Rewrite every line of the records below as a numbered list, leaving out any blank lines.
━━━
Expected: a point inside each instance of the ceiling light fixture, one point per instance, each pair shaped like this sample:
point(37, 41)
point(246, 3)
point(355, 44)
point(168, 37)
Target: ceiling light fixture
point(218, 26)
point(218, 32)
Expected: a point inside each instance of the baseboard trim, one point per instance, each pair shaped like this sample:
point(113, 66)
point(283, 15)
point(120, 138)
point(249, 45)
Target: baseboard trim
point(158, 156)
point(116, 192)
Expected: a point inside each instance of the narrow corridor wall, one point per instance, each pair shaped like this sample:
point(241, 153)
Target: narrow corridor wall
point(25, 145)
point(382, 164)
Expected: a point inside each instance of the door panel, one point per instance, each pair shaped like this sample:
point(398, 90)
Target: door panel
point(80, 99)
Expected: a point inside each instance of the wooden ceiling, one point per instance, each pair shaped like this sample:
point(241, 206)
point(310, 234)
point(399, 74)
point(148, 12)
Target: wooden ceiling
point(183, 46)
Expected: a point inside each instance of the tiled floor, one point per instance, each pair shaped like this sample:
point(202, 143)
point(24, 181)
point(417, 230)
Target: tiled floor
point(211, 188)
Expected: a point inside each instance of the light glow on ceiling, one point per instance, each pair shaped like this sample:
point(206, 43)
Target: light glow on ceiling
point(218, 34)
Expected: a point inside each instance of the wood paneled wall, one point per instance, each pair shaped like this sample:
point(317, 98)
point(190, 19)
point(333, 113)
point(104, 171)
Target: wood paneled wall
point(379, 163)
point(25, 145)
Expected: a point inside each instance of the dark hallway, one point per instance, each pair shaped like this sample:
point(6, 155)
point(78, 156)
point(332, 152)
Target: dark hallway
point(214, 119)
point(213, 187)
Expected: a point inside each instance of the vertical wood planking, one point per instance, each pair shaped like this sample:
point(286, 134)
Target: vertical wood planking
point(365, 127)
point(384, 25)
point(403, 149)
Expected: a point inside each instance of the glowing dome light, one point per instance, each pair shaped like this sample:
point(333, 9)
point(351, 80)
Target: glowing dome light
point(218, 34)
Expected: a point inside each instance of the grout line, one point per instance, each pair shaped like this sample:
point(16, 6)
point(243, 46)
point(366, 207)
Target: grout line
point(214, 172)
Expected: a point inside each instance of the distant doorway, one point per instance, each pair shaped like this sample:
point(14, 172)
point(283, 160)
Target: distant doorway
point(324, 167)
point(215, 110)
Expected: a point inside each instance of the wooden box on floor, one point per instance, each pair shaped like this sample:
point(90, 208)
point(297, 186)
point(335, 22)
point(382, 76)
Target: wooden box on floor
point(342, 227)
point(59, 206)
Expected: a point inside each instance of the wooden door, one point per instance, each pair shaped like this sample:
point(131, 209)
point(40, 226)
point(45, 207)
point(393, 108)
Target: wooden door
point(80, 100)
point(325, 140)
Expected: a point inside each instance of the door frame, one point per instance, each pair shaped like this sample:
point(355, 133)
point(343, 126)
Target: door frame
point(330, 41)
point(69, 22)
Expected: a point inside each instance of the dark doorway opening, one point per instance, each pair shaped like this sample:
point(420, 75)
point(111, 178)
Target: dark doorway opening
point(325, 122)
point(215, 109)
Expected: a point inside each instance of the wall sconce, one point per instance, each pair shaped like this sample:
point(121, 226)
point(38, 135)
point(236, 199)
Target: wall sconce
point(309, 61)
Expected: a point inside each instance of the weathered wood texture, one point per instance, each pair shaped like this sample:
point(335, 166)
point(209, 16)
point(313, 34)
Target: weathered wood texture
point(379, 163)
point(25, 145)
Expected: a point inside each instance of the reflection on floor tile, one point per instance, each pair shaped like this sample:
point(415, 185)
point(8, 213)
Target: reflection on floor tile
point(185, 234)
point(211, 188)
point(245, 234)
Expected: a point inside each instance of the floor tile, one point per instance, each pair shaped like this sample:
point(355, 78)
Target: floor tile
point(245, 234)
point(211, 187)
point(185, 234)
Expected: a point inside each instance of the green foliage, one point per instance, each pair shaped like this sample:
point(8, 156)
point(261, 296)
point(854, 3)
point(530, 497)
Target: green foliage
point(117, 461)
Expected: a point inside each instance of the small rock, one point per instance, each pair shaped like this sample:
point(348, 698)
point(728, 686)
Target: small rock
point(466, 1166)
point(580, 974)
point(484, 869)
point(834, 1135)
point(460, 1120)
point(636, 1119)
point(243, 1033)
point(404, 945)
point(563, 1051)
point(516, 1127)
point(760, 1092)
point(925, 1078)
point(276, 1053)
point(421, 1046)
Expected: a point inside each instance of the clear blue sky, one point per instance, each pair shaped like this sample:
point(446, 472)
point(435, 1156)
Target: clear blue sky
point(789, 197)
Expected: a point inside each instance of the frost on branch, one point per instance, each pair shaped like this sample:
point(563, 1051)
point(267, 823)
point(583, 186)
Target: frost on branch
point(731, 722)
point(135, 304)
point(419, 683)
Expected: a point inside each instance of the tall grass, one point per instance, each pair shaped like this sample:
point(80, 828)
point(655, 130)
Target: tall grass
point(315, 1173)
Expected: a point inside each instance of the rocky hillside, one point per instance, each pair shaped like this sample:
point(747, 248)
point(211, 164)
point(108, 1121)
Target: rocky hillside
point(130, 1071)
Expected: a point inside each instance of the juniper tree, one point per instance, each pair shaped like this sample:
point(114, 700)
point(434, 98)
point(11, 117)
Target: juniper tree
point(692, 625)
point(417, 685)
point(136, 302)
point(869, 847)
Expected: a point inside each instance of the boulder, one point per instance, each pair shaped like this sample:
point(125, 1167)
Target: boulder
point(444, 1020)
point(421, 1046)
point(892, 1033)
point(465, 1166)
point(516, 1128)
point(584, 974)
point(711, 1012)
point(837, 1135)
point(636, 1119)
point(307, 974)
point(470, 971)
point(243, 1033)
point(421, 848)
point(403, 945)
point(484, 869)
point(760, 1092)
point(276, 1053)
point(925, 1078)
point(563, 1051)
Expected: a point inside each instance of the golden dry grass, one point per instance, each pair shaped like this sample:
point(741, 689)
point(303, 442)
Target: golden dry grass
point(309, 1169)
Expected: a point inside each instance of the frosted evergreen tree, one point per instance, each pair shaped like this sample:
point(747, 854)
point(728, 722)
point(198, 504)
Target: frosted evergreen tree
━━━
• Task output:
1. Expected: a point inside each instance of the ceiling light fixture, one point per instance, each pair shaped like this sample:
2. point(37, 41)
3. point(246, 3)
4. point(355, 44)
5. point(168, 37)
6. Target: ceiling light fixture
7. point(218, 26)
8. point(218, 32)
9. Expected: a point inside each instance of the baseboard trim, one point per instance, each pair shaped like this sample:
10. point(113, 66)
11. point(283, 15)
12. point(120, 138)
13. point(249, 45)
14. Target: baseboard trim
15. point(158, 156)
16. point(116, 192)
17. Expected: a point inside each instance of the narrow corridor wall, one point per instance, each pair shaped like this sample:
18. point(241, 153)
19. Target: narrow corridor wall
20. point(25, 145)
21. point(382, 164)
22. Expected: a point inside each instance of the door panel, one point per instance, each pair shaped like this sample:
23. point(398, 90)
24. Target: door panel
25. point(80, 99)
26. Expected: a point inside each instance of the wooden ceiling, one point per instance, each pair shaped like this sample:
27. point(241, 206)
28. point(310, 234)
29. point(399, 74)
30. point(148, 12)
31. Target: wooden ceiling
32. point(183, 46)
33. Expected: a point inside each instance of the tiled floor, one point per instance, each pair shaped like this sample:
34. point(202, 143)
35. point(24, 181)
36. point(417, 230)
37. Target: tiled floor
38. point(211, 188)
39. Expected: a point inside each instance of the light glow on ceiling, one point per instance, each pair shaped like this sample:
40. point(206, 43)
41. Target: light glow on ceiling
42. point(218, 34)
43. Expected: a point inside each instance of the wood paneled wall, one point per instance, each pair shaped like this sample:
44. point(317, 98)
45. point(190, 19)
46. point(333, 113)
47. point(104, 171)
48. Target: wood paneled wall
49. point(379, 163)
50. point(25, 145)
51. Expected: a point inside each instance of the dark hallway, one point per instance, each pair shaped like this sample:
52. point(6, 155)
53. point(78, 156)
54. point(332, 152)
55. Target: dark hallway
56. point(214, 119)
57. point(213, 187)
58. Expected: a point inside each instance of the vertical wood planking, one point per instance, each pair shaped like this sample:
59. point(286, 134)
60. Target: vertical wood planking
61. point(365, 127)
62. point(384, 25)
63. point(403, 149)
64. Expected: a point inside each instance of the glowing dome light, one point per instance, each pair shaped like this sample:
65. point(333, 9)
66. point(351, 80)
67. Target: glowing dome light
68. point(218, 34)
69. Expected: a point inside each instance of the grout line, one point per instance, each pair shaped like this sample:
70. point(16, 6)
71. point(243, 46)
72. point(366, 207)
73. Target: grout line
74. point(214, 172)
75. Expected: a point inside each instance of the distant doorway, one point per instance, each pair shaped like this sample:
76. point(14, 172)
77. point(283, 160)
78. Target: distant doorway
79. point(324, 167)
80. point(215, 110)
81. Expected: a point inside each instance of the wooden box on floor, one point per instance, each pair shaped like this sample:
82. point(90, 208)
83. point(297, 186)
84. point(335, 22)
85. point(382, 76)
86. Target: wooden box on floor
87. point(342, 227)
88. point(59, 206)
89. Expected: a point inside each instance of the wooden door, one point per instance, each pair shaped like this sample:
90. point(131, 209)
91. point(40, 226)
92. point(45, 207)
93. point(393, 108)
94. Target: wooden door
95. point(80, 100)
96. point(325, 140)
97. Expected: a point inside each instance of the door frame, one point per instance, each pair shaped like this sample:
98. point(355, 133)
99. point(343, 126)
100. Target: door frame
101. point(330, 41)
102. point(69, 22)
103. Expected: a point inside each instance of the dark doorway opening, one point per instance, each pair shaped like this sample:
104. point(420, 75)
105. point(111, 178)
106. Target: dark doorway opening
107. point(325, 122)
108. point(215, 109)
109. Expected: a point inside each instance of the wall sconce, one point per instance, each pair shaped like this sample:
110. point(121, 226)
111. point(38, 135)
112. point(236, 199)
113. Target: wall sconce
114. point(309, 61)
115. Expected: a point inside each instance of the weathered wood texture, one point per instance, each pair shaped like this sample:
116. point(335, 166)
117. point(209, 16)
118. point(313, 34)
119. Target: weathered wood texture
120. point(379, 163)
121. point(25, 145)
122. Expected: a point inside each instance of the reflection on floor tile, one point per instance, each pair shaped like this sample:
123. point(415, 185)
124. point(8, 213)
125. Target: reflection on floor tile
126. point(185, 234)
127. point(211, 188)
128. point(245, 234)
129. Expected: a point inside each instance of the floor tile, one point per instance, each pair shaped like this sample:
130. point(355, 78)
131. Target: floor tile
132. point(245, 234)
133. point(211, 187)
134. point(185, 234)
135. Expected: a point inside each instance of the green foliage, one point per instance, each pair shaped like this sample:
136. point(8, 156)
137. point(261, 296)
138. point(854, 3)
139. point(530, 497)
140. Target: green foliage
141. point(117, 461)
142. Expected: a point inside each instance of the small rock, one point per instance, each pair shaped like this sample:
143. point(348, 698)
144. point(728, 686)
145. Target: small rock
146. point(466, 1166)
147. point(580, 974)
148. point(484, 869)
149. point(834, 1135)
150. point(460, 1120)
151. point(636, 1119)
152. point(243, 1033)
153. point(404, 945)
154. point(563, 1051)
155. point(516, 1127)
156. point(760, 1092)
157. point(925, 1078)
158. point(276, 1053)
159. point(421, 1046)
160. Expected: a point inside each instance of the clear blue sky, one point per instance, each pair shaped like this sample:
161. point(446, 472)
162. point(435, 1156)
163. Target: clear blue sky
164. point(789, 197)
165. Expected: a point inside each instance of the frost on branch, one point per instance, each pair shaped like this sample:
166. point(563, 1051)
167. point(267, 823)
168. point(583, 186)
169. Target: frost on branch
170. point(731, 722)
171. point(135, 304)
172. point(419, 683)
173. Expected: a point inside each instance of the tall grass, one point per instance, each pair shaped like this sample:
174. point(80, 828)
175. point(655, 130)
176. Target: tall grass
177. point(315, 1173)
178. Expected: a point inside each instance of the rocky hillside, one point per instance, each pair shaped like this sample:
179. point(747, 248)
180. point(211, 164)
181. point(108, 1121)
182. Target: rocky hillside
183. point(130, 1071)
184. Expected: a point inside each instance of the juniper tree, one point per instance, each pair shaped like this sample:
185. point(114, 700)
186. point(434, 98)
187. point(11, 117)
188. Target: juniper tree
189. point(692, 625)
190. point(417, 685)
191. point(136, 302)
192. point(869, 847)
193. Expected: a point inside each instance of the boulder, one point per instance, each pair shaped like this sample:
194. point(125, 1167)
195. Target: boulder
196. point(444, 1020)
197. point(421, 1046)
198. point(892, 1033)
199. point(465, 1166)
200. point(516, 1128)
201. point(584, 974)
202. point(711, 1012)
203. point(837, 1135)
204. point(636, 1119)
205. point(307, 974)
206. point(470, 971)
207. point(243, 1033)
208. point(421, 848)
209. point(403, 945)
210. point(484, 869)
211. point(760, 1092)
212. point(276, 1053)
213. point(925, 1078)
214. point(563, 1051)
215. Expected: a point inside each instance of the golden dry grass, one point per instance, each pair shaped like this sample:
216. point(741, 689)
217. point(303, 442)
218. Target: golden dry grass
219. point(309, 1169)
220. Expected: a point inside each instance of the frosted evergreen tree, one point per instance, each pair shaped like this sample:
221. point(747, 854)
222. point(728, 722)
223. point(198, 504)
224. Target: frosted evergreen tree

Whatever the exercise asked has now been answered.